### 本文抜粋:
☆ ☆ ☆ ☆

皆さんは、ご自身の老後の生活をイメージできていますか。
 
平成28年生命保険文化センターの調査によると、なんと85.7%の方が老後に不安を感じています。では、なぜほとんどの方がそう感じているのでしょうか。
 
不安の内容を見ると、「公的年金だけでは不十分」が80.9%と最も高く、以下「日常生活に支障が出る」(57.2%)、「自助努力による準備が不足する」(38.1%)、「退職金や企業年金だけでは不十分」(36.7%)と続きます。
 
老後不安の3要素と言われる「お金」「病気」「孤独」の中でも、とくに「お金」の不安を感じている方が大半を占めているのがわかります。
 
しかし、老後のお金はそのときが近づいてきて、慌てて準備を始めても間に合いません。
 

人生を4つのステージで考えてみる

私はお客さまと面談をする際に、まずその方のライフイベントを確認させていただきます。なぜなら、人によってライフイベントは異なるからです。
 
そして、これから迎えるライフイベントを大きく4つに分けて考えていきます。

☆ ☆ ☆ ☆

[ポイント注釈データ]
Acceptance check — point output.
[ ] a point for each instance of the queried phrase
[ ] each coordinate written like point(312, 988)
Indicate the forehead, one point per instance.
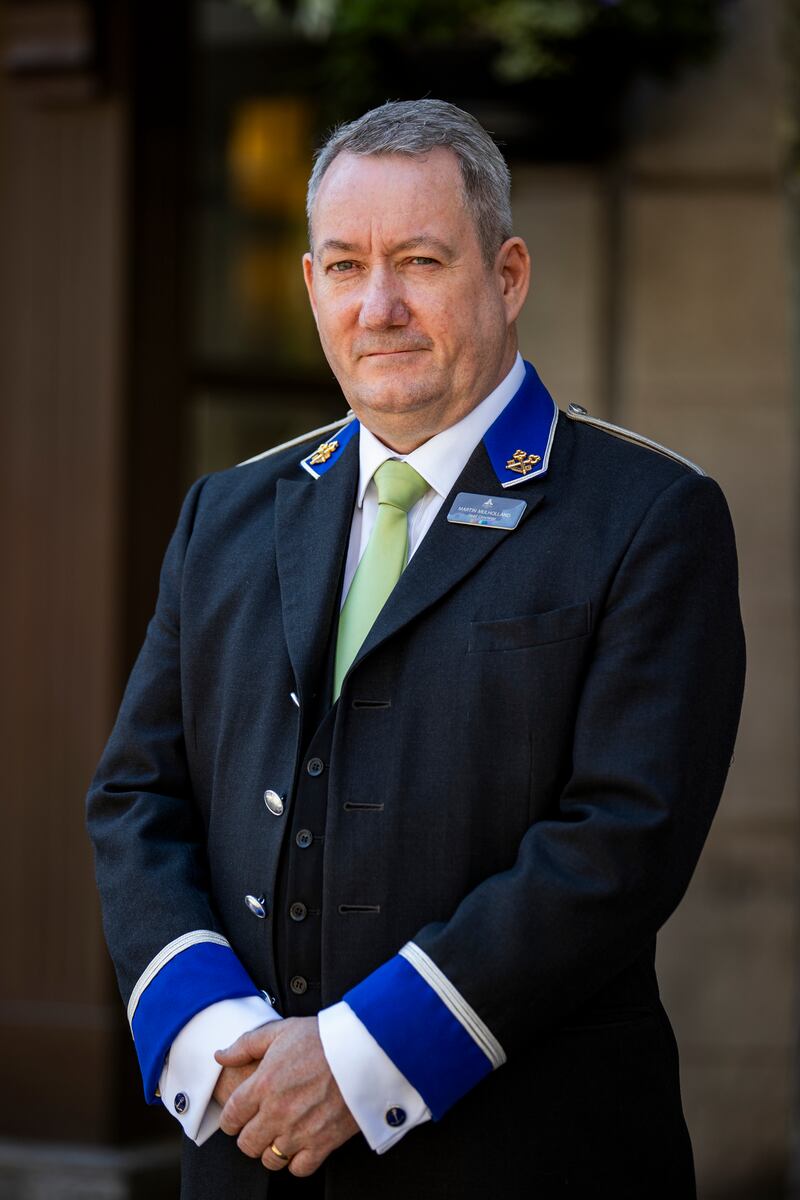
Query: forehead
point(391, 196)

☆ ☆ ☆ ☆

### 設問:
(A) 本文抜粋のうち、「皆さんは、ご自身の老後の生活をイメージできていますか。」から「しかし、老後のお金はそのときが近づいてきて、慌てて準備を始めても間に合いません。」までを両端も含めて、一字も変えずに書き写してもらえますか。
(B) 上に並んだ記録を、すべての行について一字一句そのまま書き出してもらえますか。画像は答えに入れないでください。

### 正解:
(A)
皆さんは、ご自身の老後の生活をイメージできていますか。
 
平成28年生命保険文化センターの調査によると、なんと85.7%の方が老後に不安を感じています。では、なぜほとんどの方がそう感じているのでしょうか。
 
不安の内容を見ると、「公的年金だけでは不十分」が80.9%と最も高く、以下「日常生活に支障が出る」(57.2%)、「自助努力による準備が不足する」(38.1%)、「退職金や企業年金だけでは不十分」(36.7%)と続きます。
 
老後不安の3要素と言われる「お金」「病気」「孤独」の中でも、とくに「お金」の不安を感じている方が大半を占めているのがわかります。
 
しかし、老後のお金はそのときが近づいてきて、慌てて準備を始めても間に合いません。

(B)
Acceptance check — point output.
[ ] a point for each instance of the queried phrase
[ ] each coordinate written like point(312, 988)
Indicate the forehead, one point per instance.
Query: forehead
point(391, 196)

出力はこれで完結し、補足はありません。